実施する課題 -
1 – 年上部下についての文章では、年上部下は年齢的にどの層に多いとされているか。
2 – 年上部下についての文章によれば、年上部下を1から10まで細かく管理するのはなぜよくないのか。1〜3文で説明せよ。
3 – 年上部下についての文章のうち、「そもそも、仕事観が良かったか」から始まり「上手くいくに繋がりがちです。」までの部分を一字一句そのまま書き写せ。

本文抜粋 -
━━━━━━━━━━

年上部下というのはその状態で既にプライドが傷ついています。あえて口にするような人はいませんが、「あの人は出世コースにはいない」「あの人は優秀じゃない」「あの人は癖が強いから昇進できていない」など思われていると思い、自己肯定感が下がっています。そんな下がっている人に「いや、こうして下さい」「なんでそうなるんですか?」など否定して詰めるような言い回しが空気感をつくろうならば、相手はあなたに対して不信感をつのらせ、何かあった時に協力しようと思わない人になります。また、本来持っている力を発揮しようとはせずに、成果物のクオリティも下がります。

年上部下に限った話ではありませんが、年上部下に対してはプライドを傷つけることをより一層気にすべきと言えます。その上で具体的にプライドを傷つけないためにやってはいけないことについてお話します。

仕事観を説かない

誰がやられてもウザい話ですが、仕事観を話してくる人はウザいです。ウザいならまだしも、年上部下になるとプライドを傷つけることにも繋がります。
「俺の価値観が正しいから昇進したのであって、君の価値観は間違っているよ」というのを暗に伝えており、これをされた年上部下はあなたを嫌いになります。

そもそも、仕事観が良かったから上司になれたわけではなく、年上部下の方が優れた仕事観を持っていることは普通にあります。なので、あなたの浅い仕事観を話すのは非常に恥ずかしい行為です。

年上部下は年齢的には30代以上に多いですが、その年齢にもなると確固たる仕事観が存在します。なので、あなたがどう言おうともその仕事観が変わることはありません。若い上司は何でもかんでも自分のやり方に合わせようとさせたがりますが、その中でも仕事観を一緒にしようとするのは最も愚策と言えます。

細かくチェックしすぎない

若い上司は全てを自分の手の中で動かしたい願望や自分のやり方を絶対順守させようとしがちです。若い故に仕方ないといえますが、結論は間違っておりやってはいけないマネジメントです。その上、年上部下になると最悪です。1から10まで年下上司に管理されるのは苦痛でしかありません。「それでも仕事が上手く回るなら…」と思うかもしれませんが、あえて緩くポイントだけ管理するほうが上手くいきがちです。

年下部下であれば、仕事のやり方が分かっていなかったり、稚拙なことがあるため、しっかりと管理するほうが仕事の質が担保されたり、「ちゃんと見てくれている」という気持ちが連携を生むことがありますが、年上部下はそうではないです。一般的な仕事はそつなくこなせることが多いので、1から10まで管理するようなやり方は逆に舐められていると思われても仕方ありません。

管理を緩くしたことで上手く回らなかったら、管理の具合を強めていけばよく、まずは本人に裁量権を与えていくのが結果的に上手くいくに繋がりがちです。

(当たり前だが)タメ口で話しかけない

仕事の成果だけが出せる営業マンにありがちですが、上の立場であれば何でも言っていいと思っているタイプです。個人的ですが、タメ口で話しかけるのはありえないと思っています。私はプライベートで遊ぶ仲以外の人には年下であっても敬語を使います。「年下であっても自分よりも優れている部分があるはずという気持ち」と「部下にはタメ口を使って、上司にはベタベタの敬語を使う人が嫌い」だからです。人によって態度を変える感じがどうも好きにはなれませんでした。

━━━━━━━━━━

与えられた行 -
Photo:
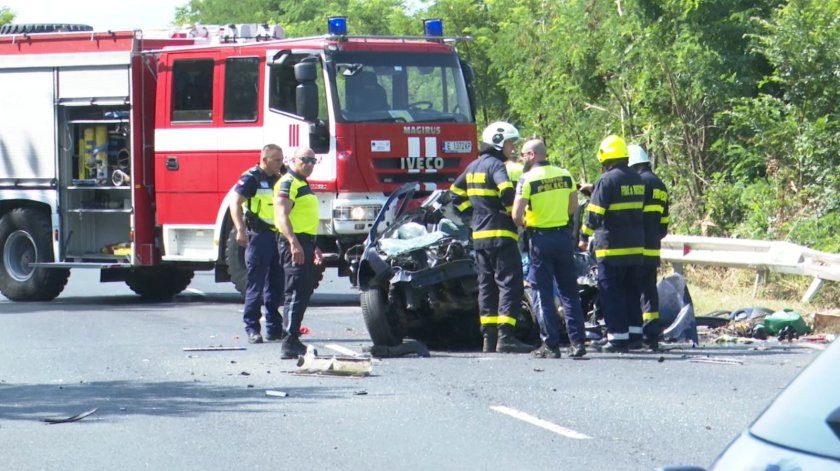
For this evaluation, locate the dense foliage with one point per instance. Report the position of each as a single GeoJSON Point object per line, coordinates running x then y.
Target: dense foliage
{"type": "Point", "coordinates": [736, 100]}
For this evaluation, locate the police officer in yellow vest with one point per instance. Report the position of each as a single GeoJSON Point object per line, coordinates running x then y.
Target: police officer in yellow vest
{"type": "Point", "coordinates": [614, 220]}
{"type": "Point", "coordinates": [296, 217]}
{"type": "Point", "coordinates": [252, 212]}
{"type": "Point", "coordinates": [485, 189]}
{"type": "Point", "coordinates": [544, 205]}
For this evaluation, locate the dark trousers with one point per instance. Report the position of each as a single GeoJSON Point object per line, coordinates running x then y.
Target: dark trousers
{"type": "Point", "coordinates": [552, 260]}
{"type": "Point", "coordinates": [264, 286]}
{"type": "Point", "coordinates": [651, 327]}
{"type": "Point", "coordinates": [619, 296]}
{"type": "Point", "coordinates": [500, 287]}
{"type": "Point", "coordinates": [299, 281]}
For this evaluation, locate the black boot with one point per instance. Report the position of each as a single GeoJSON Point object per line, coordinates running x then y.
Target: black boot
{"type": "Point", "coordinates": [491, 336]}
{"type": "Point", "coordinates": [508, 343]}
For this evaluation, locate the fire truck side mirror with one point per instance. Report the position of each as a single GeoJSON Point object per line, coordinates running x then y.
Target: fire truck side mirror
{"type": "Point", "coordinates": [469, 81]}
{"type": "Point", "coordinates": [306, 93]}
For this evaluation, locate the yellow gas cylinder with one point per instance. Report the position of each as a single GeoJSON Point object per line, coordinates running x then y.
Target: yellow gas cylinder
{"type": "Point", "coordinates": [101, 144]}
{"type": "Point", "coordinates": [86, 158]}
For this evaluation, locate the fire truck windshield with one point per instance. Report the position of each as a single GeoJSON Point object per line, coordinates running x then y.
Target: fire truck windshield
{"type": "Point", "coordinates": [399, 87]}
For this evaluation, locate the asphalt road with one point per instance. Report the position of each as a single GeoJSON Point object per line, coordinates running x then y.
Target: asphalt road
{"type": "Point", "coordinates": [159, 407]}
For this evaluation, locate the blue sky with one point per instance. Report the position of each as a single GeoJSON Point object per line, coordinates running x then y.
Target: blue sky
{"type": "Point", "coordinates": [101, 14]}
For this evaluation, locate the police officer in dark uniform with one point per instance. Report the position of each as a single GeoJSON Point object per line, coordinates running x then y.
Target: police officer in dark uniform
{"type": "Point", "coordinates": [614, 219]}
{"type": "Point", "coordinates": [656, 228]}
{"type": "Point", "coordinates": [485, 189]}
{"type": "Point", "coordinates": [545, 202]}
{"type": "Point", "coordinates": [252, 211]}
{"type": "Point", "coordinates": [296, 217]}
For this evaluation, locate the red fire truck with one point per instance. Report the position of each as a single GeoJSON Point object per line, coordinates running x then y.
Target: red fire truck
{"type": "Point", "coordinates": [119, 150]}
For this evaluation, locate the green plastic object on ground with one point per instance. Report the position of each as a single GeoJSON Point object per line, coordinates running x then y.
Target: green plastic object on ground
{"type": "Point", "coordinates": [776, 322]}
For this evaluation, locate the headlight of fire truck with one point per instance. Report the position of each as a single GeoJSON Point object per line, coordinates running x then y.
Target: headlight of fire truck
{"type": "Point", "coordinates": [356, 213]}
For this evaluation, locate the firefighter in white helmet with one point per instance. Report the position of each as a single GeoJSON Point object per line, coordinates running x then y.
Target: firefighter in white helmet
{"type": "Point", "coordinates": [486, 190]}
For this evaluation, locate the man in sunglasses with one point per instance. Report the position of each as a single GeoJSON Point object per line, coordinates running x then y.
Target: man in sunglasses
{"type": "Point", "coordinates": [296, 217]}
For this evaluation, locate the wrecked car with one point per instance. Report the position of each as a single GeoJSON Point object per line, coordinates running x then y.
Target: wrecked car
{"type": "Point", "coordinates": [417, 276]}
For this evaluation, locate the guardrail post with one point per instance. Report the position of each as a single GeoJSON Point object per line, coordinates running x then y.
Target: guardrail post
{"type": "Point", "coordinates": [760, 276]}
{"type": "Point", "coordinates": [812, 290]}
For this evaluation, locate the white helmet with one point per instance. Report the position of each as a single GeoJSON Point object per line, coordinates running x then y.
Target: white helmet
{"type": "Point", "coordinates": [637, 155]}
{"type": "Point", "coordinates": [497, 133]}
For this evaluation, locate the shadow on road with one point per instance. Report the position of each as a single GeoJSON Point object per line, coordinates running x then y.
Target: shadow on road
{"type": "Point", "coordinates": [120, 398]}
{"type": "Point", "coordinates": [133, 303]}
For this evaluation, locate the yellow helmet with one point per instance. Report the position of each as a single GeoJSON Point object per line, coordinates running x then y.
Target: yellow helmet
{"type": "Point", "coordinates": [612, 148]}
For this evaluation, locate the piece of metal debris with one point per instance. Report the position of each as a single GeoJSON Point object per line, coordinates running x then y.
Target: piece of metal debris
{"type": "Point", "coordinates": [72, 418]}
{"type": "Point", "coordinates": [333, 365]}
{"type": "Point", "coordinates": [718, 361]}
{"type": "Point", "coordinates": [212, 349]}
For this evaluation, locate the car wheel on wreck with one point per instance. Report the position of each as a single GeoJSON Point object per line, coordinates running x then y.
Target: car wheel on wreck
{"type": "Point", "coordinates": [380, 318]}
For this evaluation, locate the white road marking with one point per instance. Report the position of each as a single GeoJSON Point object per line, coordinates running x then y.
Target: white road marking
{"type": "Point", "coordinates": [343, 350]}
{"type": "Point", "coordinates": [516, 414]}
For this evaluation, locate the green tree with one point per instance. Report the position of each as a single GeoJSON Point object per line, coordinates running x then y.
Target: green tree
{"type": "Point", "coordinates": [6, 15]}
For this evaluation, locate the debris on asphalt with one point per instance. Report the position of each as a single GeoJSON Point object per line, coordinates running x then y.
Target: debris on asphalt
{"type": "Point", "coordinates": [312, 363]}
{"type": "Point", "coordinates": [408, 347]}
{"type": "Point", "coordinates": [212, 349]}
{"type": "Point", "coordinates": [72, 418]}
{"type": "Point", "coordinates": [718, 361]}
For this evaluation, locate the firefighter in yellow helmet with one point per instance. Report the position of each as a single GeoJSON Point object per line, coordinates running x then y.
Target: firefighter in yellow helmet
{"type": "Point", "coordinates": [485, 189]}
{"type": "Point", "coordinates": [614, 221]}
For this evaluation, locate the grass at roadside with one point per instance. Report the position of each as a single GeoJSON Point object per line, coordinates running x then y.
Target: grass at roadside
{"type": "Point", "coordinates": [717, 288]}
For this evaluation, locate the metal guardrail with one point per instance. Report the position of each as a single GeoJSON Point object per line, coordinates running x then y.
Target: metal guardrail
{"type": "Point", "coordinates": [759, 255]}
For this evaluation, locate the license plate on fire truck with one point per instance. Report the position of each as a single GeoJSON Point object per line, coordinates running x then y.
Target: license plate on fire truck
{"type": "Point", "coordinates": [457, 146]}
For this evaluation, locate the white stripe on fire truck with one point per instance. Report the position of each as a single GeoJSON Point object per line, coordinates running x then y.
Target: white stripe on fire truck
{"type": "Point", "coordinates": [294, 135]}
{"type": "Point", "coordinates": [431, 147]}
{"type": "Point", "coordinates": [208, 139]}
{"type": "Point", "coordinates": [414, 147]}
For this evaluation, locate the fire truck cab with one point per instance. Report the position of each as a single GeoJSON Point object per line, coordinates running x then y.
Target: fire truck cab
{"type": "Point", "coordinates": [119, 150]}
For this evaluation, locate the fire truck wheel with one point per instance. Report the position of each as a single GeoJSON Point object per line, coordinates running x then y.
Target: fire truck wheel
{"type": "Point", "coordinates": [379, 316]}
{"type": "Point", "coordinates": [26, 237]}
{"type": "Point", "coordinates": [235, 258]}
{"type": "Point", "coordinates": [158, 283]}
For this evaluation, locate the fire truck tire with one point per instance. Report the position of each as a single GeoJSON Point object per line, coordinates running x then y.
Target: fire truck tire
{"type": "Point", "coordinates": [379, 317]}
{"type": "Point", "coordinates": [158, 283]}
{"type": "Point", "coordinates": [235, 258]}
{"type": "Point", "coordinates": [26, 237]}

━━━━━━━━━━

課題別の回答 -
1 – 30代以上に多いとされている。

2 – 年上部下は一般的な仕事をそつなくこなせることが多いため、1から10まで管理するやり方では、舐められていると思われても仕方がないからである。また、年下上司に1から10まで管理されるのは、年上部下にとって苦痛でしかないとされている。

3 –
そもそも、仕事観が良かったから上司になれたわけではなく、年上部下の方が優れた仕事観を持っていることは普通にあります。なので、あなたの浅い仕事観を話すのは非常に恥ずかしい行為です。

年上部下は年齢的には30代以上に多いですが、その年齢にもなると確固たる仕事観が存在します。なので、あなたがどう言おうともその仕事観が変わることはありません。若い上司は何でもかんでも自分のやり方に合わせようとさせたがりますが、その中でも仕事観を一緒にしようとするのは最も愚策と言えます。

細かくチェックしすぎない

若い上司は全てを自分の手の中で動かしたい願望や自分のやり方を絶対順守させようとしがちです。若い故に仕方ないといえますが、結論は間違っておりやってはいけないマネジメントです。その上、年上部下になると最悪です。1から10まで年下上司に管理されるのは苦痛でしかありません。「それでも仕事が上手く回るなら…」と思うかもしれませんが、あえて緩くポイントだけ管理するほうが上手くいきがちです。

年下部下であれば、仕事のやり方が分かっていなかったり、稚拙なことがあるため、しっかりと管理するほうが仕事の質が担保されたり、「ちゃんと見てくれている」という気持ちが連携を生むことがありますが、年上部下はそうではないです。一般的な仕事はそつなくこなせることが多いので、1から10まで管理するようなやり方は逆に舐められていると思われても仕方ありません。

管理を緩くしたことで上手く回らなかったら、管理の具合を強めていけばよく、まずは本人に裁量権を与えていくのが結果的に上手くいくに繋がりがちです。